Exercise aim
The response must restate all of the data word for word.

Input material

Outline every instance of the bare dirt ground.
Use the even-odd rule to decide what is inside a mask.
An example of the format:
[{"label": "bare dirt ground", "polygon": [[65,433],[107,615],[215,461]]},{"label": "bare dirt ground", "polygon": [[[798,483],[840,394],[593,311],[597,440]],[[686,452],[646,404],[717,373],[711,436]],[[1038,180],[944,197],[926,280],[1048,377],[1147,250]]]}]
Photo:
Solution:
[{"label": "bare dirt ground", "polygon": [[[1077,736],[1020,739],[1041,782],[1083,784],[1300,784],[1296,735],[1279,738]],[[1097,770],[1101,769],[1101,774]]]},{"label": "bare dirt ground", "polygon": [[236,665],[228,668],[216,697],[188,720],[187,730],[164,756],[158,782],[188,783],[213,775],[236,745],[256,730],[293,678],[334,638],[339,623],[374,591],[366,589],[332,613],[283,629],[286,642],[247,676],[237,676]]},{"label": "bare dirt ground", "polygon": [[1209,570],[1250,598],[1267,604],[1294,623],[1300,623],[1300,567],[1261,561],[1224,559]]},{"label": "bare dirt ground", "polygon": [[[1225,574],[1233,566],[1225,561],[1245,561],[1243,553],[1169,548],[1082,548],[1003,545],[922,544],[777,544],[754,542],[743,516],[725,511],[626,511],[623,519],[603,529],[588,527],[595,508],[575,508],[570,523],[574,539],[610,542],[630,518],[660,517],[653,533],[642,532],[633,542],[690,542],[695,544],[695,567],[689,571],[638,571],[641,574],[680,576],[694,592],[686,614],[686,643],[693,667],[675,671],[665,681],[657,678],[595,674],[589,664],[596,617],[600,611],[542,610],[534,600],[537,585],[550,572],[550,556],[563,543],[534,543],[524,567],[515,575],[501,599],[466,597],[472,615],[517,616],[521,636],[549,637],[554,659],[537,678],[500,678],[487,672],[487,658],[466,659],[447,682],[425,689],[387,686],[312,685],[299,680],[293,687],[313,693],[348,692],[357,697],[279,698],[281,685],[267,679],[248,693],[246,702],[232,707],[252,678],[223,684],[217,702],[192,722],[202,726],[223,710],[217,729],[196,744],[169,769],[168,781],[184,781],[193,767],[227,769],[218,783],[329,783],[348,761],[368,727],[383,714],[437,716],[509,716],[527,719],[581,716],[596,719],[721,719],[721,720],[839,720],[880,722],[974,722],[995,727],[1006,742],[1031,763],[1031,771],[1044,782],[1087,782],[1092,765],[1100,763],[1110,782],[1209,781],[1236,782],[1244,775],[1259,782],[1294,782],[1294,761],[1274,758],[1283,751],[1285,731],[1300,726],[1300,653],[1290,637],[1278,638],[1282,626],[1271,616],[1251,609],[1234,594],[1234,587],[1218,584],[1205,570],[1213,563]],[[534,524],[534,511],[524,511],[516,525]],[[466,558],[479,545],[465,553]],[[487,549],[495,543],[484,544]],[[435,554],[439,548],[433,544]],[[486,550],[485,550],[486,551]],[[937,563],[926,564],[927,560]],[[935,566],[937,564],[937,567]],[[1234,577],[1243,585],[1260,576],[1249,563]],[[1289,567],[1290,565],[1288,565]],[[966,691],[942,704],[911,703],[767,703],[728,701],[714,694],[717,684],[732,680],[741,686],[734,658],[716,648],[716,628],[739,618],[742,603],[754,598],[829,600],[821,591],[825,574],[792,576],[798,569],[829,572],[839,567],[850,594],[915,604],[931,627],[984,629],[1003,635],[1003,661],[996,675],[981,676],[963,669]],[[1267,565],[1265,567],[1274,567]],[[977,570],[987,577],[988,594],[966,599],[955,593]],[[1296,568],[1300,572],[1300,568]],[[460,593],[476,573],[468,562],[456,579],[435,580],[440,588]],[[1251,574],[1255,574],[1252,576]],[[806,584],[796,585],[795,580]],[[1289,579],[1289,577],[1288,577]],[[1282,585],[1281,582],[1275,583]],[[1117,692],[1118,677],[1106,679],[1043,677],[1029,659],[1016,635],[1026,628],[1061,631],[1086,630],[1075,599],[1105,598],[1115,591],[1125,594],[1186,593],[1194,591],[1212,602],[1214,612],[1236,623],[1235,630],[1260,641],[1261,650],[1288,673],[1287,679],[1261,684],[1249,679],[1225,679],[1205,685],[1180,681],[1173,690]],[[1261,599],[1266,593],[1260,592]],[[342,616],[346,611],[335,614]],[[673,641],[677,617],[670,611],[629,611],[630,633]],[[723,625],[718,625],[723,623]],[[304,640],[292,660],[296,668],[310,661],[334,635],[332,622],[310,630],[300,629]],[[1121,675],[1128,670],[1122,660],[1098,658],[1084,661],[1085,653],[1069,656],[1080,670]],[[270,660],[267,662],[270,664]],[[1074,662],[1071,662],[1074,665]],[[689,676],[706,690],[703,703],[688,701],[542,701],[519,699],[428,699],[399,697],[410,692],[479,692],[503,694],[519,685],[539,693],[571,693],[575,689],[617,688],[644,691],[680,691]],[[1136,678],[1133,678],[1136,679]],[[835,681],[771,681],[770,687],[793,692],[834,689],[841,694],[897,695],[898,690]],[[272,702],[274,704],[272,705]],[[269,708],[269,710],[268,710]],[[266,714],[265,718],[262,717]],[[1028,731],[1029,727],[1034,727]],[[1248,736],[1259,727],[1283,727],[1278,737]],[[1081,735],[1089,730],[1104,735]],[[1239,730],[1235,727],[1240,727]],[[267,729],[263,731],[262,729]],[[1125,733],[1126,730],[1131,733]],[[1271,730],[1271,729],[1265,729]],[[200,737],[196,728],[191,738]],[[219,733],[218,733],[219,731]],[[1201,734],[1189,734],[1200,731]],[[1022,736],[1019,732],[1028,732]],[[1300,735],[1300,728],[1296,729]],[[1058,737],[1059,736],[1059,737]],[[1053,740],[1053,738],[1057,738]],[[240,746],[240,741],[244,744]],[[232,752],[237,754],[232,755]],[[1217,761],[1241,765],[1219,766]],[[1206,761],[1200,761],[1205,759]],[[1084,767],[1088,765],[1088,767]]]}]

Answer space
Outline every instance of the bare dirt ground.
Use the even-odd rule to decide what is inside a mask.
An example of the format:
[{"label": "bare dirt ground", "polygon": [[65,433],[107,615],[215,461]]},{"label": "bare dirt ground", "polygon": [[[798,483],[840,394],[593,311],[597,440]],[[686,452],[646,404],[717,373],[711,436]],[[1038,180],[944,197],[926,280],[1048,377],[1147,250]]]}]
Photo:
Solution:
[{"label": "bare dirt ground", "polygon": [[[1077,736],[1020,739],[1041,782],[1083,784],[1300,784],[1296,735],[1279,738]],[[1097,770],[1101,769],[1101,774]]]},{"label": "bare dirt ground", "polygon": [[236,665],[228,668],[216,697],[188,720],[187,730],[164,756],[158,782],[188,783],[213,775],[236,745],[256,730],[293,678],[334,638],[339,623],[374,591],[366,589],[332,613],[283,629],[286,642],[247,676],[237,676]]},{"label": "bare dirt ground", "polygon": [[1209,570],[1250,598],[1267,604],[1294,623],[1300,623],[1300,567],[1261,561],[1224,559]]},{"label": "bare dirt ground", "polygon": [[[1225,574],[1233,566],[1225,561],[1245,561],[1243,553],[1169,548],[1082,548],[1003,545],[922,544],[777,544],[754,542],[743,516],[725,511],[626,511],[623,519],[603,529],[588,527],[595,508],[575,508],[570,523],[574,539],[610,542],[630,518],[660,517],[653,533],[642,532],[633,542],[690,542],[695,544],[695,567],[689,571],[638,571],[641,574],[680,576],[694,592],[686,614],[686,643],[693,667],[675,671],[665,681],[657,678],[595,674],[589,664],[596,617],[600,611],[542,610],[534,600],[537,585],[550,572],[550,556],[563,543],[534,543],[524,567],[515,575],[501,599],[466,597],[472,615],[517,616],[521,636],[549,637],[554,659],[537,678],[500,678],[487,672],[487,658],[466,659],[447,682],[425,689],[387,686],[312,685],[299,680],[293,687],[313,693],[348,692],[357,697],[279,698],[281,685],[267,679],[248,693],[246,702],[232,707],[252,678],[223,684],[217,702],[192,722],[202,726],[223,710],[217,729],[196,744],[169,769],[168,781],[184,781],[193,767],[227,769],[218,783],[329,783],[348,761],[368,727],[383,714],[437,716],[509,716],[527,719],[581,716],[596,719],[721,719],[721,720],[839,720],[880,722],[974,722],[995,727],[1006,742],[1031,763],[1031,771],[1044,782],[1087,782],[1092,765],[1100,763],[1110,782],[1209,781],[1236,782],[1244,775],[1259,782],[1294,782],[1294,761],[1274,758],[1283,751],[1285,731],[1300,726],[1300,653],[1290,637],[1278,638],[1282,626],[1271,616],[1251,609],[1234,594],[1234,587],[1218,584],[1205,570],[1213,563]],[[534,524],[534,511],[524,511],[516,525]],[[466,558],[479,545],[465,553]],[[487,549],[495,543],[484,544]],[[435,554],[439,548],[433,544]],[[486,550],[485,550],[486,551]],[[937,563],[926,564],[927,560]],[[935,566],[937,564],[937,567]],[[1234,577],[1243,585],[1260,576],[1249,563]],[[1289,567],[1290,565],[1288,565]],[[966,691],[942,704],[911,703],[767,703],[728,701],[714,694],[717,684],[732,680],[741,686],[734,658],[716,648],[716,628],[739,618],[742,603],[754,598],[829,600],[821,591],[825,574],[792,576],[798,569],[829,572],[839,567],[850,594],[915,604],[931,627],[984,629],[1003,635],[1003,661],[996,675],[981,676],[963,669]],[[1267,565],[1265,567],[1274,567]],[[977,570],[987,577],[988,594],[966,599],[955,593]],[[1296,568],[1300,572],[1300,568]],[[460,593],[476,573],[468,562],[456,579],[435,580],[440,588]],[[1251,574],[1255,574],[1252,576]],[[806,584],[796,585],[795,580]],[[1289,579],[1289,577],[1288,577]],[[1282,585],[1281,582],[1275,583]],[[1117,692],[1118,677],[1106,679],[1043,677],[1029,659],[1016,635],[1026,628],[1061,631],[1086,630],[1075,599],[1105,598],[1115,591],[1125,594],[1186,593],[1194,591],[1212,602],[1214,612],[1236,623],[1235,630],[1260,641],[1261,650],[1288,673],[1287,679],[1261,684],[1249,679],[1225,679],[1205,685],[1180,681],[1173,690]],[[1261,599],[1266,593],[1260,592]],[[342,616],[346,611],[335,614]],[[673,641],[677,617],[670,611],[629,611],[630,633]],[[723,625],[718,625],[723,623]],[[304,640],[292,660],[296,668],[310,661],[334,635],[332,622],[310,630],[300,629]],[[1121,675],[1128,670],[1122,660],[1098,658],[1084,661],[1085,653],[1069,656],[1080,670]],[[270,660],[267,662],[270,664]],[[1074,662],[1071,662],[1074,665]],[[689,676],[706,690],[703,703],[688,701],[542,701],[519,699],[428,699],[399,697],[410,692],[479,692],[503,694],[519,685],[539,693],[571,693],[575,689],[617,688],[644,691],[680,691]],[[1136,678],[1133,678],[1136,679]],[[835,681],[771,681],[770,687],[793,692],[834,689],[841,694],[897,695],[898,690]],[[272,702],[274,704],[272,705]],[[269,708],[269,710],[268,710]],[[266,714],[265,718],[262,717]],[[1028,731],[1029,727],[1034,727]],[[1248,736],[1259,727],[1283,727],[1278,737]],[[1081,735],[1089,730],[1104,735]],[[1239,730],[1235,727],[1240,727]],[[267,729],[263,731],[262,729]],[[1125,733],[1126,730],[1131,733]],[[1271,730],[1271,729],[1265,729]],[[200,737],[196,728],[191,738]],[[219,733],[218,733],[219,731]],[[1201,734],[1189,734],[1200,731]],[[1022,736],[1019,732],[1028,732]],[[1300,735],[1300,728],[1296,729]],[[1058,737],[1059,736],[1059,737]],[[1053,740],[1053,738],[1057,738]],[[240,746],[240,741],[244,744]],[[232,752],[237,754],[232,755]],[[1217,761],[1241,765],[1219,766]],[[1206,761],[1200,761],[1205,759]],[[1084,767],[1088,765],[1088,767]]]}]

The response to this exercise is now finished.